◆ Work instruction
All of the entries must appear again exactly as written.

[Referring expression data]
[Start of section]

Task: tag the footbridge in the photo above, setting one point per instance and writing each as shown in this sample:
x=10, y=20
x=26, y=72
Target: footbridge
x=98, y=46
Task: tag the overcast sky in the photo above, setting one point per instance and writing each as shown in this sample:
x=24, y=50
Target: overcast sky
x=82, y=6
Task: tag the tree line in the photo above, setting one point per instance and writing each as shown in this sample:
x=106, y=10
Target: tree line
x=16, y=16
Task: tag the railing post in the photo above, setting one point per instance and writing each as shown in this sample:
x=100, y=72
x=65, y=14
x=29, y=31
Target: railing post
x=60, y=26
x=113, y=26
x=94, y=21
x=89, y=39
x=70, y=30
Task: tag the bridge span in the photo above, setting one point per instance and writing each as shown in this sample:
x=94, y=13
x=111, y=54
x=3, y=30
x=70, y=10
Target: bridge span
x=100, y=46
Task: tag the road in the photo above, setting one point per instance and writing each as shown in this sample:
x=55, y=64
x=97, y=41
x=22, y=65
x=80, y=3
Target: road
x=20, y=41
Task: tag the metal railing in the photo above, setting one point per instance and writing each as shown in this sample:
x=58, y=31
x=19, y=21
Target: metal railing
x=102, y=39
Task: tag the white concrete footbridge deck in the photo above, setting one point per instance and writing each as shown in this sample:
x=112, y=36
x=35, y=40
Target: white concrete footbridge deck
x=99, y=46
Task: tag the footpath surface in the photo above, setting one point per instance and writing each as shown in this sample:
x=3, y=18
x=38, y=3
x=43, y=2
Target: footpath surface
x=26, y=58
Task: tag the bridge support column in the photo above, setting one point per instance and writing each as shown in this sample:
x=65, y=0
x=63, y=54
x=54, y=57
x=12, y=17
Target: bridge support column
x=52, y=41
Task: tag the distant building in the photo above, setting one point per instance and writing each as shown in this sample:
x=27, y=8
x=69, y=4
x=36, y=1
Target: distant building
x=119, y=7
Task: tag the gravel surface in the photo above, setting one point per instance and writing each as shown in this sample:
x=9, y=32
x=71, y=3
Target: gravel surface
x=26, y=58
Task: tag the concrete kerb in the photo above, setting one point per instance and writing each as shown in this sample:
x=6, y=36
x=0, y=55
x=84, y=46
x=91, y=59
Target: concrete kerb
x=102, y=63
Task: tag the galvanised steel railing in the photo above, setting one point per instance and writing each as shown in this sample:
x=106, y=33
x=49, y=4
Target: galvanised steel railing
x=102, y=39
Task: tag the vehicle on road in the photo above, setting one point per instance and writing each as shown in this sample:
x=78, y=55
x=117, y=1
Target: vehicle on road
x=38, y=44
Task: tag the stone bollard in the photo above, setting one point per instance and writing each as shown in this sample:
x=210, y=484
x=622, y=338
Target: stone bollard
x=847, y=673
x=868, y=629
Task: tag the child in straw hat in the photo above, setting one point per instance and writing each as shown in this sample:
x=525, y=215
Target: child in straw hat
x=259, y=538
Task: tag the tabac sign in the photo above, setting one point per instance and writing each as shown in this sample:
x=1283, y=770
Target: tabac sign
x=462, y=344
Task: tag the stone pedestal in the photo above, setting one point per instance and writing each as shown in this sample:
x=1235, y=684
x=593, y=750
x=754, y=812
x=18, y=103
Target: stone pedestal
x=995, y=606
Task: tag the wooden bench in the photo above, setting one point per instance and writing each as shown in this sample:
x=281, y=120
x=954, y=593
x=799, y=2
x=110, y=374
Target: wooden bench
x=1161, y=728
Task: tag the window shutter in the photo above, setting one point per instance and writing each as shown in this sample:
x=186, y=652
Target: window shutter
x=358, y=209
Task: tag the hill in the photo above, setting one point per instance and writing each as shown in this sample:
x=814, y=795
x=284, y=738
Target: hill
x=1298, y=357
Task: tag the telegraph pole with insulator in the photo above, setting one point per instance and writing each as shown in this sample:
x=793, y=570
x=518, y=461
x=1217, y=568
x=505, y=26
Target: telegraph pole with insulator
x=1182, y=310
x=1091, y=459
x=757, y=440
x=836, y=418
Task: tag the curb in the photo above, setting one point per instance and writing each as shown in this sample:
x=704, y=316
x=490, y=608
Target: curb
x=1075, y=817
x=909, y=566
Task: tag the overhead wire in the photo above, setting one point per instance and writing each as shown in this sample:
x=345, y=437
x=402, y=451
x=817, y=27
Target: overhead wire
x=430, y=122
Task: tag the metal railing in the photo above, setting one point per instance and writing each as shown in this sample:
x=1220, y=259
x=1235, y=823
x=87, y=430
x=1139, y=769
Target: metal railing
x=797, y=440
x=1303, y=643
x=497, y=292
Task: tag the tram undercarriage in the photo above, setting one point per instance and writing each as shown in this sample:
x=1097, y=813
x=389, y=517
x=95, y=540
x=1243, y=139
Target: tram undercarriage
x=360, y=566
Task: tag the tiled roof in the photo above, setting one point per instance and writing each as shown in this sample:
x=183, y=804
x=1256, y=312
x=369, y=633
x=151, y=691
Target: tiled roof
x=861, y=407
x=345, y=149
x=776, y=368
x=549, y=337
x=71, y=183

[End of section]

◆ Answer box
Task: tag the footbridge in the photo above, setting one point per instance and writing each as shown in this sample:
x=10, y=20
x=26, y=72
Target: footbridge
x=98, y=46
Task: tag the overcast sky in the photo above, setting one point per instance and writing each as shown in this sample:
x=24, y=50
Target: overcast sky
x=82, y=6
Task: tag the tree line in the photo above, setting one point per instance and writing each as shown in this sample:
x=106, y=10
Target: tree line
x=16, y=16
Task: tag the railing post in the photo above, setting one point per instance and writing each as shown in this sample:
x=100, y=72
x=65, y=14
x=29, y=31
Target: railing post
x=60, y=26
x=113, y=26
x=94, y=21
x=89, y=39
x=70, y=30
Task: tag the bridge span in the photo above, setting one point per instance and writing each as shown in this sample:
x=94, y=13
x=111, y=54
x=3, y=30
x=70, y=10
Target: bridge span
x=100, y=46
Task: tag the road in the photo above, setting one point per instance and writing each as shown in this sample:
x=55, y=64
x=97, y=41
x=22, y=65
x=80, y=3
Target: road
x=20, y=41
Task: tag the metal railing in the photo above, setting one point per instance and writing each as shown in this sample:
x=58, y=31
x=19, y=21
Target: metal railing
x=102, y=39
Task: tag the white concrete footbridge deck in the photo above, setting one point per instance and writing each as shown in this sample:
x=112, y=36
x=35, y=40
Target: white concrete footbridge deck
x=99, y=46
Task: tag the footpath surface in the photo above, setting one point per instance and writing each as shown in this sample:
x=3, y=18
x=38, y=3
x=43, y=2
Target: footpath surface
x=26, y=58
Task: tag the bridge support column in the photo above, setting one point per instance and writing each as shown in this sample:
x=65, y=0
x=63, y=54
x=54, y=57
x=12, y=17
Target: bridge support column
x=52, y=41
Task: tag the distant building in the photo above, setting one point per instance and writing each as shown in this sample:
x=27, y=8
x=69, y=4
x=36, y=1
Target: distant building
x=119, y=7
Task: tag the gravel surface in the photo above, setting one point per instance and writing each as shown in this sample:
x=9, y=32
x=71, y=3
Target: gravel surface
x=26, y=58
Task: tag the concrete kerb in the photo above, setting one point per instance and writing each as shown in this sample:
x=6, y=36
x=0, y=55
x=84, y=46
x=91, y=59
Target: concrete kerb
x=102, y=63
Task: tag the galvanised steel railing in the photo above, setting one point per instance and writing each as shown in this sample:
x=106, y=33
x=49, y=4
Target: galvanised steel railing
x=102, y=39
Task: tag the vehicle on road in the photo above, setting one point per instance and writing each as shown in this sample:
x=78, y=55
x=117, y=1
Target: vehicle on road
x=38, y=44
Task: tag the stone bollard in the photo above, setting one point per instance and writing each as shown in this sample:
x=210, y=484
x=622, y=338
Target: stone bollard
x=847, y=673
x=868, y=629
Task: tag the child in straw hat in the photo above, setting one point per instance and writing each as shown in this sample:
x=525, y=215
Target: child in straw hat
x=259, y=538
Task: tag the tabac sign in the photo above, setting one point per instance and writing each as shown in this sample:
x=1283, y=770
Target: tabac sign
x=462, y=344
Task: tag the stone pedestal in the photo above, setting one point per instance and writing each as shown in this sample:
x=1235, y=684
x=593, y=750
x=754, y=812
x=18, y=103
Target: stone pedestal
x=995, y=606
Task: tag the wooden bench in the photo above, setting one point per instance and writing each as shown in this sample:
x=281, y=120
x=954, y=593
x=799, y=2
x=110, y=374
Target: wooden bench
x=1161, y=728
Task: tag the window shutter in the photo above, setting one point per instance and writing each as shown in this sample:
x=186, y=652
Target: window shutter
x=358, y=209
Task: tag the hill in the photo above, setting one point per instance and writing each as shown in this sample:
x=814, y=795
x=284, y=738
Target: hill
x=1298, y=357
Task: tag the telegraph pole with insulator in the photo above, setting one point per instance and writing each as shown in this sample:
x=793, y=570
x=518, y=461
x=1217, y=568
x=505, y=26
Target: telegraph pole with insulator
x=1182, y=310
x=1091, y=459
x=757, y=440
x=836, y=418
Task: tag the curb in the photo above, setting one point per instance and writing each as shown in this sample:
x=704, y=316
x=490, y=608
Target: curb
x=1075, y=817
x=909, y=566
Task: tag the overhead wire in the photo above, setting one point per instance and writing each as shown in this sample:
x=345, y=437
x=402, y=451
x=817, y=27
Target: overhead wire
x=430, y=122
Task: tag the metal railing in the photo above, setting one point per instance and writing each as shown in this sample:
x=1220, y=259
x=1235, y=823
x=87, y=430
x=1139, y=769
Target: metal railing
x=797, y=440
x=1303, y=643
x=497, y=292
Task: tag the tram undercarriage in the photo above, setting one point per instance and writing each as shown in this sample:
x=1097, y=813
x=389, y=517
x=95, y=540
x=1243, y=139
Target: tram undercarriage
x=360, y=566
Task: tag the tiled roof in the photo above, setting one point per instance and writing each as shown in this sample:
x=183, y=804
x=1256, y=312
x=369, y=633
x=151, y=691
Target: tiled roof
x=861, y=407
x=345, y=149
x=776, y=368
x=549, y=337
x=71, y=183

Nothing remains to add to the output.